▶ **Stated problem**
Retype the passage on lazy girl jobs below word for word, starting with "The term, which" and going on through "merciless career grind.".

The term, which originates from a TikTok content creator, denotes a job which, though well-paid (a US$60,000 to US$80,000 ideal salary is frequently cited), is not particularly strenuous and offers a high degree of work-life balance.

A lazy girl job is not lazy in the classical sense, but in contrast to its odd couple roommate – the hustling “girl boss” archetype of the 2010s. A lazy girl might work a nine-to-five office manager gig at a small company where she can pad her lunch breaks, while a girl boss puts in 80 hours weekly launching a startup or ascending the executive track at a major corporation.

Laziness is also in relation to other more laborious or time-consuming jobs. Some boosters profiled in the press have portrayed such career moves as lowering their income yet helping them reclaim their nights and weekends from a merciless career grind.

▶ **Data extract**
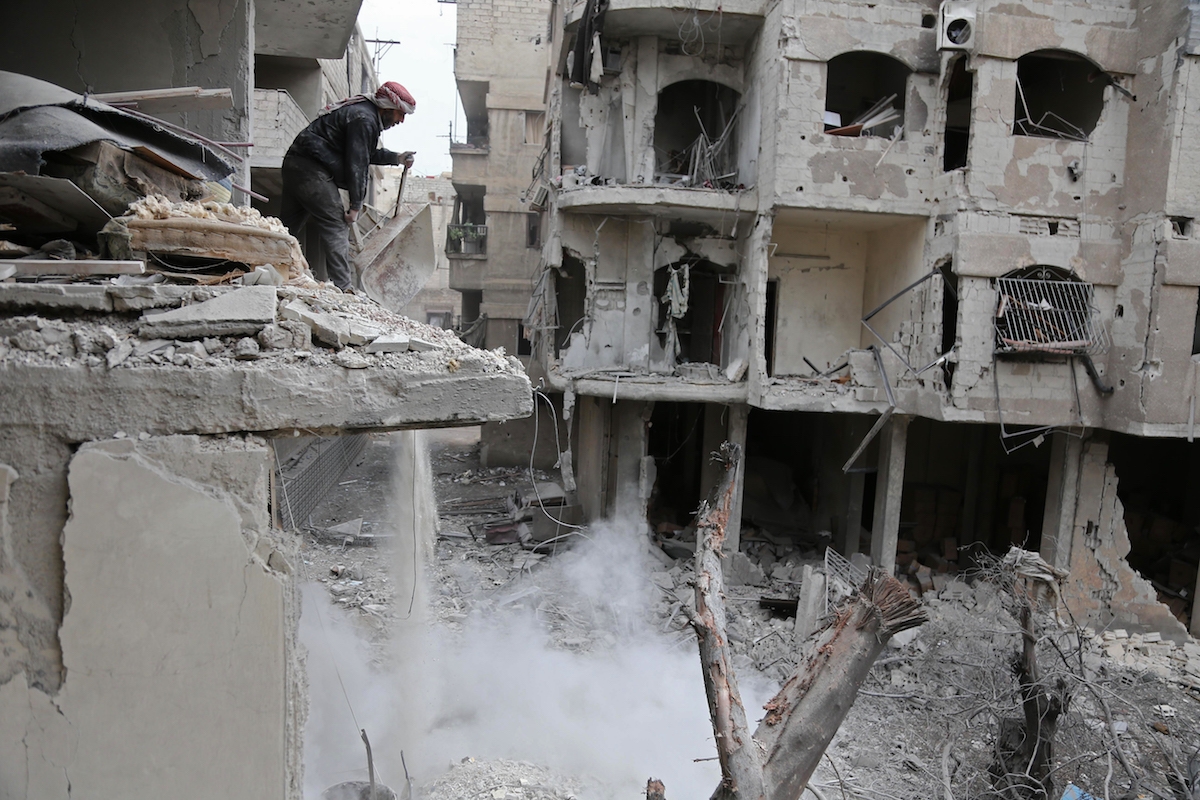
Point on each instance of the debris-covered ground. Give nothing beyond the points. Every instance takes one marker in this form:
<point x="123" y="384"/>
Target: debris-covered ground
<point x="925" y="722"/>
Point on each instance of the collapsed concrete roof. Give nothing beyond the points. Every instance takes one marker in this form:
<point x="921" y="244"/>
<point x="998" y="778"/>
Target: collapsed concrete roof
<point x="37" y="116"/>
<point x="169" y="359"/>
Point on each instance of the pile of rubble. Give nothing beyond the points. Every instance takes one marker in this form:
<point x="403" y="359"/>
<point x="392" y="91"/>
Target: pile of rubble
<point x="196" y="326"/>
<point x="499" y="780"/>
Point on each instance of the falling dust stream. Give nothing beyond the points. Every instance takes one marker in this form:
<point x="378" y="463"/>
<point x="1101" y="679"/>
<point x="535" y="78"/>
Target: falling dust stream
<point x="505" y="686"/>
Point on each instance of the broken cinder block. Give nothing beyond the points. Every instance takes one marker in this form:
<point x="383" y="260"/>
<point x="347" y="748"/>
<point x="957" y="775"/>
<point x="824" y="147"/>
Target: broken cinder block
<point x="329" y="329"/>
<point x="241" y="312"/>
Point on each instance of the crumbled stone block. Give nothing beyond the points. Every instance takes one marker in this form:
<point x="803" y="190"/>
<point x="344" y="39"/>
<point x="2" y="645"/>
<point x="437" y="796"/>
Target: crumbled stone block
<point x="275" y="337"/>
<point x="421" y="346"/>
<point x="329" y="329"/>
<point x="389" y="343"/>
<point x="351" y="360"/>
<point x="240" y="312"/>
<point x="361" y="332"/>
<point x="245" y="349"/>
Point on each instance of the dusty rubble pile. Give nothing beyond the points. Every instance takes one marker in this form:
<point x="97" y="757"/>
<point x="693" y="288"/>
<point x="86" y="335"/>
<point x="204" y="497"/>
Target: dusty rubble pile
<point x="499" y="780"/>
<point x="209" y="326"/>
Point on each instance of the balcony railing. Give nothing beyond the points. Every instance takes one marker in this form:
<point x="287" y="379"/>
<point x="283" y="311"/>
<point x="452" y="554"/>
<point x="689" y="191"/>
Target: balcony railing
<point x="473" y="144"/>
<point x="467" y="240"/>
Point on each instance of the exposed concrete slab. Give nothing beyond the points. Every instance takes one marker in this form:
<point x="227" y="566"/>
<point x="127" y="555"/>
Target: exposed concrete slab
<point x="240" y="312"/>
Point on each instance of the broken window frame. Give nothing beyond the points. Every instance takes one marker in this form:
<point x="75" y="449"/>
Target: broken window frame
<point x="877" y="114"/>
<point x="1023" y="124"/>
<point x="867" y="323"/>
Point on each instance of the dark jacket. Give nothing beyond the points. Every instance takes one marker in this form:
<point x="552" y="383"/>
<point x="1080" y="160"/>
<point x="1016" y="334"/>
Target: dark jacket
<point x="345" y="142"/>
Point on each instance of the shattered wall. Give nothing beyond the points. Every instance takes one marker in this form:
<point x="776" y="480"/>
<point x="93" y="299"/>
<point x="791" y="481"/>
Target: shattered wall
<point x="87" y="48"/>
<point x="178" y="642"/>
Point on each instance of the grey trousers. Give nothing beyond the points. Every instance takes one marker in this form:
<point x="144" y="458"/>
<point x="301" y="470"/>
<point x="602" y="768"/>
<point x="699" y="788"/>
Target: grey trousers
<point x="310" y="197"/>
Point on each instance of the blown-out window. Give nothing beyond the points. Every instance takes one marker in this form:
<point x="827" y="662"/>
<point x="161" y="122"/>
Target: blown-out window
<point x="1059" y="95"/>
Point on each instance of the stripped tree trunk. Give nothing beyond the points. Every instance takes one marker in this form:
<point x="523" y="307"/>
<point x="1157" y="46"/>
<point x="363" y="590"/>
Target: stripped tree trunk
<point x="778" y="761"/>
<point x="741" y="762"/>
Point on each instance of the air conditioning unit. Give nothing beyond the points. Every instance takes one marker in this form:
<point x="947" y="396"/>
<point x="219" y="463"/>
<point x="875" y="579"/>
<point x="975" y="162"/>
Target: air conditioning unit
<point x="957" y="25"/>
<point x="539" y="199"/>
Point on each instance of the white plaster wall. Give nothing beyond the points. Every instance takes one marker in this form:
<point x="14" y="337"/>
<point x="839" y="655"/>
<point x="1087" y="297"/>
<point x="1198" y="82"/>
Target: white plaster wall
<point x="178" y="638"/>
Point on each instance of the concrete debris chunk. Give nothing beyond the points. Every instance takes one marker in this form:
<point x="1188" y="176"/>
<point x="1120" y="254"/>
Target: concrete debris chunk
<point x="363" y="332"/>
<point x="195" y="349"/>
<point x="421" y="346"/>
<point x="245" y="349"/>
<point x="119" y="353"/>
<point x="351" y="360"/>
<point x="145" y="347"/>
<point x="239" y="312"/>
<point x="329" y="329"/>
<point x="275" y="337"/>
<point x="30" y="341"/>
<point x="389" y="343"/>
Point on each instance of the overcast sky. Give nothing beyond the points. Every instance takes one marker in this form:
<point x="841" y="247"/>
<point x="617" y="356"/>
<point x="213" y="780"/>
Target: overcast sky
<point x="424" y="64"/>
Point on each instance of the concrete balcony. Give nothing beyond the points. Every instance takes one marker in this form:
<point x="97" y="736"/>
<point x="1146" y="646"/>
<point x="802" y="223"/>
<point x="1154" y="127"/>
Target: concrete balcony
<point x="625" y="18"/>
<point x="277" y="120"/>
<point x="657" y="199"/>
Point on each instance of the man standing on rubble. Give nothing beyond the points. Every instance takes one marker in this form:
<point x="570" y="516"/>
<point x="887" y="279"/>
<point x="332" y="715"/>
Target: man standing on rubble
<point x="335" y="152"/>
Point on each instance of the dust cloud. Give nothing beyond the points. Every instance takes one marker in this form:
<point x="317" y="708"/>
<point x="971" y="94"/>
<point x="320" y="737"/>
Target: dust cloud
<point x="508" y="684"/>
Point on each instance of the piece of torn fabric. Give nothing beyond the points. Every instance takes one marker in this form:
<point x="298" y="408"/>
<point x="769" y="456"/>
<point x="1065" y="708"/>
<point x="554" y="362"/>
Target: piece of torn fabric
<point x="39" y="118"/>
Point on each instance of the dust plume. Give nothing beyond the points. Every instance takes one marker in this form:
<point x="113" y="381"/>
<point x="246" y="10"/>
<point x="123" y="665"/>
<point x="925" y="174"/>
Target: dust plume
<point x="565" y="666"/>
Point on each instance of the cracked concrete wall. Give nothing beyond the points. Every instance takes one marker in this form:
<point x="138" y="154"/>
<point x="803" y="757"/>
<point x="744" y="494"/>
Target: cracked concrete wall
<point x="178" y="638"/>
<point x="99" y="47"/>
<point x="1103" y="590"/>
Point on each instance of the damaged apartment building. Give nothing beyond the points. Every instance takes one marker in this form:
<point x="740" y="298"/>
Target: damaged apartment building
<point x="163" y="354"/>
<point x="933" y="265"/>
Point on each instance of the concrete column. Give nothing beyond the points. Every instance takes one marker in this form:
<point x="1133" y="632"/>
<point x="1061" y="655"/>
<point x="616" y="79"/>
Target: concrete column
<point x="592" y="456"/>
<point x="850" y="537"/>
<point x="625" y="482"/>
<point x="1062" y="488"/>
<point x="971" y="492"/>
<point x="888" y="489"/>
<point x="737" y="434"/>
<point x="646" y="106"/>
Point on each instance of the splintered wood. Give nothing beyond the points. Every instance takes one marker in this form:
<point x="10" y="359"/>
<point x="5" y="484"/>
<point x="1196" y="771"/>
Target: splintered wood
<point x="778" y="761"/>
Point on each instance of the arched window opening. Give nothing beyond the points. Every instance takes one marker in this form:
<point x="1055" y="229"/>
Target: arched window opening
<point x="695" y="134"/>
<point x="959" y="90"/>
<point x="1059" y="95"/>
<point x="865" y="94"/>
<point x="1047" y="310"/>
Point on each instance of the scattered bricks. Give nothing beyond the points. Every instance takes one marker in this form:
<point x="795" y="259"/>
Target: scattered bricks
<point x="245" y="349"/>
<point x="389" y="343"/>
<point x="421" y="346"/>
<point x="275" y="337"/>
<point x="329" y="329"/>
<point x="351" y="360"/>
<point x="239" y="312"/>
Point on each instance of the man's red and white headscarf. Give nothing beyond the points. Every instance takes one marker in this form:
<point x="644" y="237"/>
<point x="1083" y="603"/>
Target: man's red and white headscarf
<point x="393" y="95"/>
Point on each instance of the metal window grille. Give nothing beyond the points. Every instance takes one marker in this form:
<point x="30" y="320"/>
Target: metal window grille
<point x="467" y="239"/>
<point x="305" y="481"/>
<point x="843" y="578"/>
<point x="1039" y="312"/>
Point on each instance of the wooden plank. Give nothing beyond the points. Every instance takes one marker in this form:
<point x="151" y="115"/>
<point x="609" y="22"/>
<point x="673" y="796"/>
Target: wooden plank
<point x="35" y="266"/>
<point x="168" y="101"/>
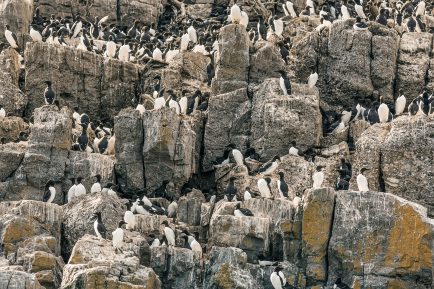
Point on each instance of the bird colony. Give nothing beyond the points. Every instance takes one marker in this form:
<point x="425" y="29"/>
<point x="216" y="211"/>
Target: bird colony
<point x="216" y="144"/>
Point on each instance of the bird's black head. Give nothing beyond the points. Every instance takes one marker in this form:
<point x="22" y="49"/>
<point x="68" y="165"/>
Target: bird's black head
<point x="98" y="177"/>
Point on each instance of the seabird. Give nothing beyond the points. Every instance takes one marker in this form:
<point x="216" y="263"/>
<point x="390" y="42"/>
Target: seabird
<point x="169" y="233"/>
<point x="98" y="226"/>
<point x="11" y="37"/>
<point x="242" y="212"/>
<point x="318" y="177"/>
<point x="80" y="190"/>
<point x="118" y="235"/>
<point x="49" y="94"/>
<point x="270" y="167"/>
<point x="282" y="186"/>
<point x="231" y="190"/>
<point x="130" y="219"/>
<point x="313" y="78"/>
<point x="71" y="191"/>
<point x="284" y="82"/>
<point x="264" y="187"/>
<point x="96" y="187"/>
<point x="49" y="192"/>
<point x="400" y="103"/>
<point x="362" y="181"/>
<point x="277" y="278"/>
<point x="235" y="14"/>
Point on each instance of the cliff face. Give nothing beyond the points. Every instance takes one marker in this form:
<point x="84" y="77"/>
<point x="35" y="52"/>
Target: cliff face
<point x="379" y="239"/>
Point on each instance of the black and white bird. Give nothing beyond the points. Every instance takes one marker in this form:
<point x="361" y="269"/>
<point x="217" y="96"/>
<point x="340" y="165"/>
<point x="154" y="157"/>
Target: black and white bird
<point x="242" y="212"/>
<point x="49" y="94"/>
<point x="96" y="187"/>
<point x="269" y="167"/>
<point x="71" y="191"/>
<point x="318" y="177"/>
<point x="118" y="235"/>
<point x="284" y="83"/>
<point x="98" y="226"/>
<point x="11" y="38"/>
<point x="49" y="192"/>
<point x="169" y="233"/>
<point x="362" y="181"/>
<point x="231" y="190"/>
<point x="264" y="187"/>
<point x="282" y="185"/>
<point x="277" y="278"/>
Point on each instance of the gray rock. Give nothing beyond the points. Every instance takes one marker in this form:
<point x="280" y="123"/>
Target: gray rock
<point x="277" y="119"/>
<point x="232" y="62"/>
<point x="47" y="151"/>
<point x="229" y="113"/>
<point x="369" y="242"/>
<point x="128" y="150"/>
<point x="99" y="87"/>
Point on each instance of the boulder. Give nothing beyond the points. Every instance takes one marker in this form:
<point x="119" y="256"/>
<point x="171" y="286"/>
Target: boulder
<point x="47" y="151"/>
<point x="99" y="87"/>
<point x="18" y="14"/>
<point x="18" y="280"/>
<point x="95" y="263"/>
<point x="169" y="148"/>
<point x="78" y="213"/>
<point x="318" y="206"/>
<point x="128" y="130"/>
<point x="370" y="241"/>
<point x="11" y="155"/>
<point x="277" y="119"/>
<point x="413" y="63"/>
<point x="229" y="112"/>
<point x="232" y="62"/>
<point x="11" y="127"/>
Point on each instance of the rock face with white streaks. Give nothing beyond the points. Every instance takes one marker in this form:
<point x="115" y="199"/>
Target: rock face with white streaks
<point x="370" y="239"/>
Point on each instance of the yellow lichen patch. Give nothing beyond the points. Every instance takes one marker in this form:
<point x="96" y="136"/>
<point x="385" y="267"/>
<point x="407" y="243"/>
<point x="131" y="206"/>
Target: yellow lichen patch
<point x="409" y="245"/>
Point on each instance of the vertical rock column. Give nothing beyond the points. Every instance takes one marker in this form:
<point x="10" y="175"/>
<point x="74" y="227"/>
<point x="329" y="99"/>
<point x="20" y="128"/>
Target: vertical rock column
<point x="128" y="150"/>
<point x="229" y="107"/>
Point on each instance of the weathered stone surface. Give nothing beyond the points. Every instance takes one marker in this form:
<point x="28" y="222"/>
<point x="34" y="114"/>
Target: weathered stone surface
<point x="11" y="127"/>
<point x="169" y="148"/>
<point x="371" y="237"/>
<point x="232" y="61"/>
<point x="189" y="208"/>
<point x="266" y="63"/>
<point x="11" y="155"/>
<point x="318" y="207"/>
<point x="413" y="62"/>
<point x="18" y="14"/>
<point x="229" y="113"/>
<point x="99" y="87"/>
<point x="368" y="154"/>
<point x="18" y="280"/>
<point x="87" y="165"/>
<point x="277" y="120"/>
<point x="47" y="151"/>
<point x="406" y="160"/>
<point x="128" y="150"/>
<point x="94" y="263"/>
<point x="77" y="218"/>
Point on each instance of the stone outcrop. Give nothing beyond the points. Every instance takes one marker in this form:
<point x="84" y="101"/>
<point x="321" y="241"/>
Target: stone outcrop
<point x="370" y="242"/>
<point x="47" y="151"/>
<point x="128" y="130"/>
<point x="99" y="87"/>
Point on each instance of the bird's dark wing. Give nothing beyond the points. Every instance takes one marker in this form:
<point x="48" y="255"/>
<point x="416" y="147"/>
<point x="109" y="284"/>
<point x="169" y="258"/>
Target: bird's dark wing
<point x="46" y="196"/>
<point x="102" y="230"/>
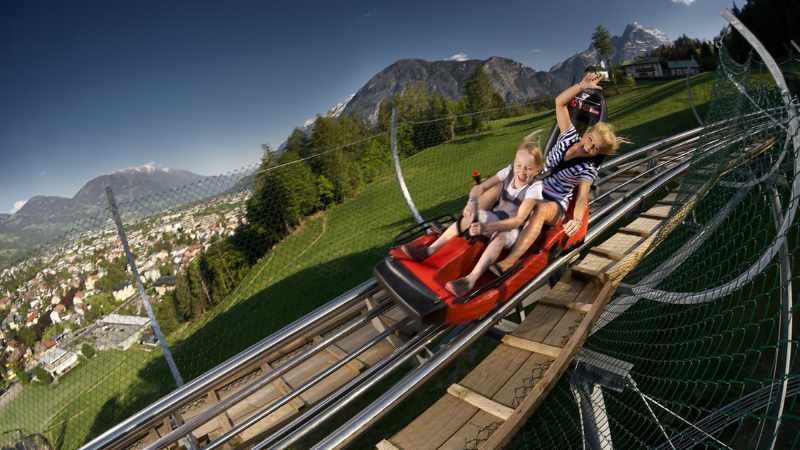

▶ **Response to the task**
The term, which originates from a TikTok content creator, denotes a job which, though well-paid (a US$60,000 to US$80,000 ideal salary is frequently cited), is not particularly strenuous and offers a high degree of work-life balance.

A lazy girl job is not lazy in the classical sense, but in contrast to its odd couple roommate – the hustling “girl boss” archetype of the 2010s. A lazy girl might work a nine-to-five office manager gig at a small company where she can pad her lunch breaks, while a girl boss puts in 80 hours weekly launching a startup or ascending the executive track at a major corporation.

Laziness is also in relation to other more laborious or time-consuming jobs. Some boosters profiled in the press have portrayed such career moves as lowering their income yet helping them reclaim their nights and weekends from a merciless career grind.